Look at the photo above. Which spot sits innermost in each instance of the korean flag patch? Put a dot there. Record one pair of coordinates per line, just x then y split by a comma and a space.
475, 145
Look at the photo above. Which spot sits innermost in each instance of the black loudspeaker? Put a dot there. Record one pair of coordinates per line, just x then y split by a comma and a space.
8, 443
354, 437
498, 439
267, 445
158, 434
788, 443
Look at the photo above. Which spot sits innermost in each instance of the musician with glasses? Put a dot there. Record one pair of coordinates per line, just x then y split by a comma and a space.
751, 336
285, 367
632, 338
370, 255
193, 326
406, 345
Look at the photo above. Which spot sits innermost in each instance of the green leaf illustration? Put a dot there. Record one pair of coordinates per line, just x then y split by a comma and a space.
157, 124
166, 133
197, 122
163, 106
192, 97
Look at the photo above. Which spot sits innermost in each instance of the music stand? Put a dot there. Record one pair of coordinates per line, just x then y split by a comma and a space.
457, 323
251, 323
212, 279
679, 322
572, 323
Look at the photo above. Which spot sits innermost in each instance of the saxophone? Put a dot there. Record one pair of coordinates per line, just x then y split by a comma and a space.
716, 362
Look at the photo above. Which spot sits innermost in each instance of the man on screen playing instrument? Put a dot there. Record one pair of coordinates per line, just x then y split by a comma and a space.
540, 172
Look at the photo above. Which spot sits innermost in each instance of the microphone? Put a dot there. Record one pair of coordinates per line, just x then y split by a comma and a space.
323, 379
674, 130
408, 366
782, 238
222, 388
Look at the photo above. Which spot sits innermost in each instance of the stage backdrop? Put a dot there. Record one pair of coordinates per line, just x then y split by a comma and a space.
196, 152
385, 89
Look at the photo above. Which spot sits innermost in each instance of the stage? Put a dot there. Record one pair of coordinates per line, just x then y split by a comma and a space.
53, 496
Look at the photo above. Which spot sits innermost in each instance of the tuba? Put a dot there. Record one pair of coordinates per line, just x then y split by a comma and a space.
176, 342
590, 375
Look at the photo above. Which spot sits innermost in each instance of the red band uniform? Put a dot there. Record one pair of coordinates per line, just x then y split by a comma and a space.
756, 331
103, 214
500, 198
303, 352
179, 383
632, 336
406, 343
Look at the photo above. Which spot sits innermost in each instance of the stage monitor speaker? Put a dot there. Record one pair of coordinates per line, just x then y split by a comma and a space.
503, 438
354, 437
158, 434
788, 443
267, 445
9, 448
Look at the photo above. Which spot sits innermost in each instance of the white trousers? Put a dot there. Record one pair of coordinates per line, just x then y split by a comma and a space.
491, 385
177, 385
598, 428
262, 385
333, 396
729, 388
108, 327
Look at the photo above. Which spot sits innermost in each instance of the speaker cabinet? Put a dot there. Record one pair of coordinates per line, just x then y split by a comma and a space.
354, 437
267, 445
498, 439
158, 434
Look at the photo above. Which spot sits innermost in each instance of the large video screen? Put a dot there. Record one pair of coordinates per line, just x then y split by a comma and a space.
┄┄┄┄┄┄┄┄┄┄
* Instructions for the task: Reproduce every one of the lines above, keeping each character and line break unchanged.

* Output below:
Look at the photo above. Which spot sits innermost in each instance of the korean flag patch? Put a dot there. Record one pair of coordinates per line, just x then y split by a comma and a space.
475, 145
Look at the photo above. Which spot sits innermost in each instance of the black loudspeaker? Put a dot there. Record one pair of coordinates per line, just x then y split by a comma and a space.
8, 443
354, 437
498, 439
267, 445
158, 434
788, 443
Look at the photo above. Which spot sits innermost in each instance of the musician with glasses? Put a dot there. Record one pair of coordinates per line, just x then y split by a comma and a space.
751, 336
285, 367
632, 338
370, 255
193, 326
406, 345
Look at the photo above. Which spot sits innermost in each instance of the green leaf illustration? Put a dot there. Record one pair of coordinates per line, just x then y split by a comma and a space.
157, 124
166, 133
197, 122
163, 106
192, 97
Look at the photo above. Which spot sits innermost in each instance of the music stand? Put a dot there. Record one pair of coordinates per line, just x then y split by a comma and a space.
457, 323
251, 323
212, 279
679, 322
572, 323
Look at the photo above. Which spot sits innermost in each instance of the saxophone? Put a dot there. Record one pair of coordinates per line, just x then y split by a comma and a space.
716, 362
Look at the photo above. Which spot sits innermost in each instance of the man on screen playing instrument? Put a dot there. Record one pair of coordinates per line, just x then y split by a comma and a space.
540, 172
Look at the photo above. Which spot sits innermost in each instance of the microphone? Put a dot there. Record one pair of coordinates per line, just x then y split by a comma and a space.
323, 379
674, 130
408, 366
782, 238
222, 388
Look at the photo above. Which spot sits innermost in each instance of the stage backdrop? Put a dot there. Record one pair of coordinates per line, just x then y split by a comma and a space.
196, 152
385, 89
Look at the photo above. Which spot sits innermost in each instance of the stage? Put a dot there. Record one pair of coordinates per line, just x then y split by a comma and a space.
53, 496
Look at the photo above. Which spot sits innermost in each instance of the tuba? Put a dot there. Record one pair of coordinates per line, just x then y split by a comma and a space.
176, 342
590, 375
Look at the photo above. Which spot sits innermost in each instance of the red band uniform? Put a dot there. Record one pair of coordinates per line, just x then y split by a comma and a space.
756, 331
103, 214
500, 198
303, 352
179, 383
632, 336
406, 343
Look at the photo above. Which spot sits innermost in each instance of the stage monitor speaker? Put a dot there. Record one pair of coordinates per line, just x then y split by a comma and a space.
503, 438
354, 437
158, 434
788, 443
267, 445
9, 448
Look at the photo above. Which spot sits innermost in each instance of the white trousers? Put a dot there. Record one pair of coordinates per line, just x then y split by a comma and a space.
491, 385
177, 385
598, 428
262, 385
333, 396
729, 388
108, 327
Look at the photo above. Which spot sits innermost in each instance of the speaker cabinet? Put a dot there. Record one pair of coordinates per line, just x then y split by a comma and a space.
354, 437
267, 445
498, 439
158, 434
Look at the photo above. Which spot sits innermost in each instance of the large video screen? Put a dot there. Record one pair of coordinates per line, just x then y split by a comma and a space.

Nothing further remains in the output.